PROBLEM DESCRIPTION
Tell how many lines in these records contain the string "mountain", with only the number as the reply.

MATERIAL FOR THIS EXERCISE
——————

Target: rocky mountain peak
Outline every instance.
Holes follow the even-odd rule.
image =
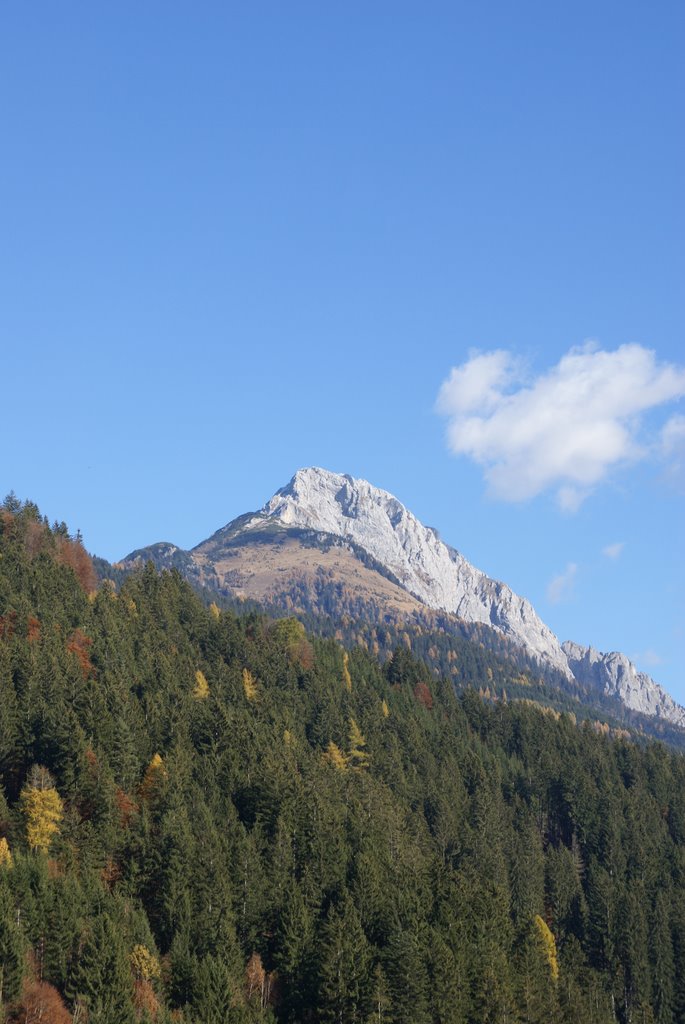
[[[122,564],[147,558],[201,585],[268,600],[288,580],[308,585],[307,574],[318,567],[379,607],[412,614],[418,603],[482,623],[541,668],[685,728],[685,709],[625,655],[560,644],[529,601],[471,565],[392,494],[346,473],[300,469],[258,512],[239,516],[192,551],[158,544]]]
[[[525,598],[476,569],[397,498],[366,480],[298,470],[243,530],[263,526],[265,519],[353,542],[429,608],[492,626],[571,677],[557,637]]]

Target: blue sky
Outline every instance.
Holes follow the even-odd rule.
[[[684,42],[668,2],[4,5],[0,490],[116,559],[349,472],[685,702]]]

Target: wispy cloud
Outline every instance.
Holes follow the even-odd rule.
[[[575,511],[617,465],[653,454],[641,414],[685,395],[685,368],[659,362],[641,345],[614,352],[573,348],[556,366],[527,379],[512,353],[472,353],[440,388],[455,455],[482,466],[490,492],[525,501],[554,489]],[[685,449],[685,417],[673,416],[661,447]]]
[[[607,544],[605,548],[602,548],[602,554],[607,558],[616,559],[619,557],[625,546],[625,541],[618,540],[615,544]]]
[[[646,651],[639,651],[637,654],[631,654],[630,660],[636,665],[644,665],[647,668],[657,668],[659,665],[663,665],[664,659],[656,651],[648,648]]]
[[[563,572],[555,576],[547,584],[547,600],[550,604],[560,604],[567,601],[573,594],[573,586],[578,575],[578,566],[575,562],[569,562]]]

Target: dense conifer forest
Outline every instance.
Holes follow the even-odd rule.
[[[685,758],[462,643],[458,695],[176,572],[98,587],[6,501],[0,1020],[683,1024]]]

——————

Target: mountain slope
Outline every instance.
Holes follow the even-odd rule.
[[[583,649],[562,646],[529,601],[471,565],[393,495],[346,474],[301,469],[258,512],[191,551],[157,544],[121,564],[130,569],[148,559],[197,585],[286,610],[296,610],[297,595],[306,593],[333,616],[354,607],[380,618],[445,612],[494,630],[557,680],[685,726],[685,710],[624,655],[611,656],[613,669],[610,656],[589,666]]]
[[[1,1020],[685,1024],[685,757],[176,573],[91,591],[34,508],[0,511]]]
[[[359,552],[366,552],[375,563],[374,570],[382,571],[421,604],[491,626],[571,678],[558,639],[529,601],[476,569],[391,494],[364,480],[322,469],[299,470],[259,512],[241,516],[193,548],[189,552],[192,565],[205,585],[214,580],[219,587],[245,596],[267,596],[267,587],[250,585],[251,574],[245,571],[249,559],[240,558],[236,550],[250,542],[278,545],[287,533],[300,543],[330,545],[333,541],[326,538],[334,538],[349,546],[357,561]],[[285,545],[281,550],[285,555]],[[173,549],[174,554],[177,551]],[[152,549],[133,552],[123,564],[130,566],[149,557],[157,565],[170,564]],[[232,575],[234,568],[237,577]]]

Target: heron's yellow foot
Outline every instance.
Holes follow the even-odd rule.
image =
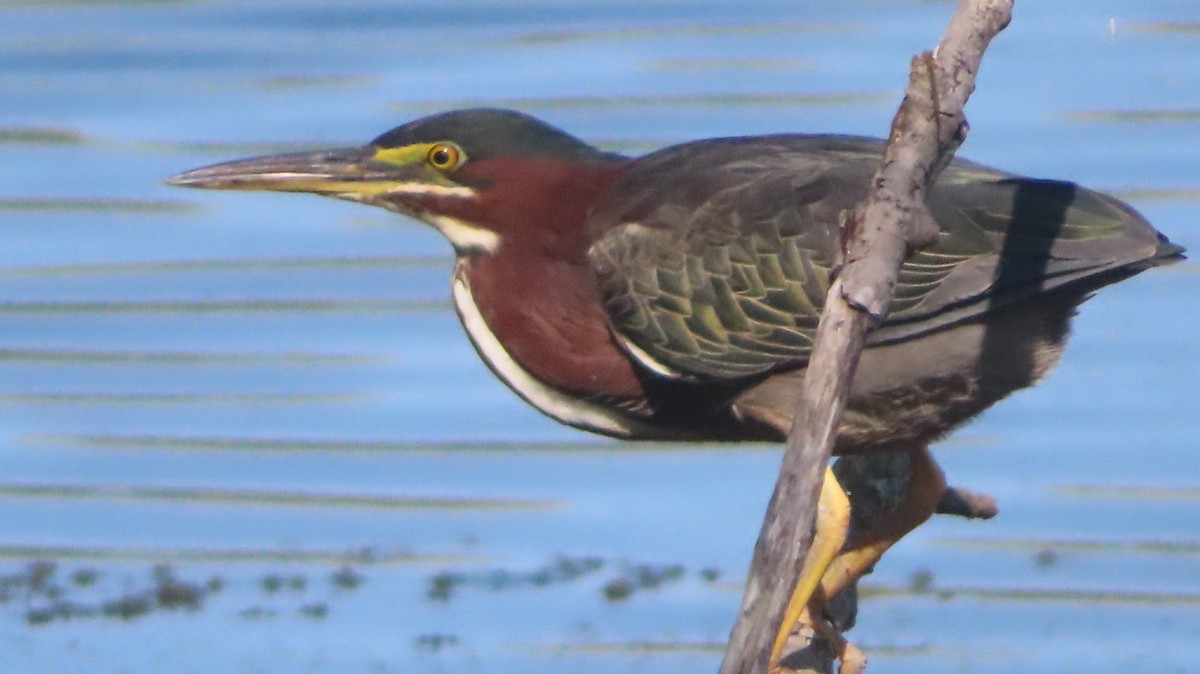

——————

EXERCISE RESPONSE
2